Provided information
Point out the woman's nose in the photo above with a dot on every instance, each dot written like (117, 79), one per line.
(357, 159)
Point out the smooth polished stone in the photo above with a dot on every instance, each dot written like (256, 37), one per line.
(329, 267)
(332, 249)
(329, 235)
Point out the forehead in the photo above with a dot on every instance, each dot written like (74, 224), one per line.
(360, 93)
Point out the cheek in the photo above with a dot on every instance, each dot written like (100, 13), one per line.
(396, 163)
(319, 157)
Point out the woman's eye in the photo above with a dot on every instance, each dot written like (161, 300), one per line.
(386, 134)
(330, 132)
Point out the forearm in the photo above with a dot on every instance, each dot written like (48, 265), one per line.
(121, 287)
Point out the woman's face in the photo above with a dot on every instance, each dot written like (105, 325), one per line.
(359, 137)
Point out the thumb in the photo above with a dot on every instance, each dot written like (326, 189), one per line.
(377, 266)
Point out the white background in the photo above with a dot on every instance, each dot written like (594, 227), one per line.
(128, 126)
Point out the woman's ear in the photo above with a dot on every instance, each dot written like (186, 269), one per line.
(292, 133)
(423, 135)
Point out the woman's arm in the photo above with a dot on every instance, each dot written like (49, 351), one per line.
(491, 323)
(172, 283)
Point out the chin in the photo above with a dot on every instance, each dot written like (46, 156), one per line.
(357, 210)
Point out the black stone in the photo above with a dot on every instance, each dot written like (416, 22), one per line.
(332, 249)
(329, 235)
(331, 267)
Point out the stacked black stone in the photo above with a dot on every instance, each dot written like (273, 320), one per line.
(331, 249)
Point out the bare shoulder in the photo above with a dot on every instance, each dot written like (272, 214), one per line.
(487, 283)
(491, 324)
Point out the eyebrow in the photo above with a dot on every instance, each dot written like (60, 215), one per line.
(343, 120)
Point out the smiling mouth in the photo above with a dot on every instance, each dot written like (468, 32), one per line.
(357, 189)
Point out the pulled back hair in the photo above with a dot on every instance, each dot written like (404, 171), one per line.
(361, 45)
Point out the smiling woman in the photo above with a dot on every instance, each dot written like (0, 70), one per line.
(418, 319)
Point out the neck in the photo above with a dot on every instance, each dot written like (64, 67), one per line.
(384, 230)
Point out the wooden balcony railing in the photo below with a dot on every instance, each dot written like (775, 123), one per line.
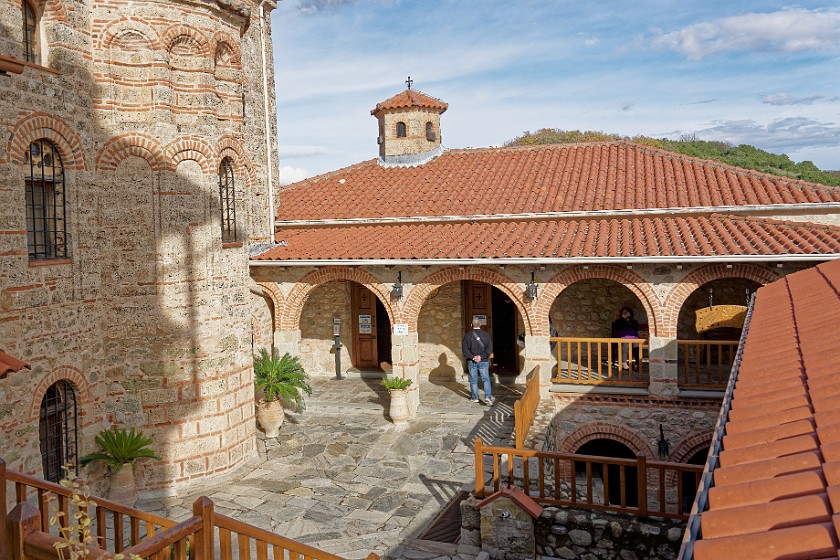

What is needed
Copy the records word for word, starting at the line that contains "Point out the bare" and ending at the last line of the records. Omit the pictures.

Solution to the exercise
Point out the bare shoulder in the photo above with a dot on every instance, each dot written like (272, 214), one per line.
(487, 283)
(491, 324)
Point out the eyebrow in the photo above with a dot on every instance, each dot written like (60, 215), one per line.
(343, 120)
Point out the smiling mouth in the photo above with a dot on every instance, each dot written like (468, 32), one per line.
(357, 189)
Point out the pulled back hair in the photo above with a dot on every instance, each dot written like (404, 171), one per line.
(361, 45)
Point out the smiling woman in the photo above with a dot on every instance, each dot written like (0, 70), one per line.
(418, 319)
Point out the neck in the photo above with a dot on every instance, each dot written like (64, 67), one per line.
(384, 230)
Point out the wooden balcony railing in the photo below with a dot on every instance, each dot written like (775, 123), one per line.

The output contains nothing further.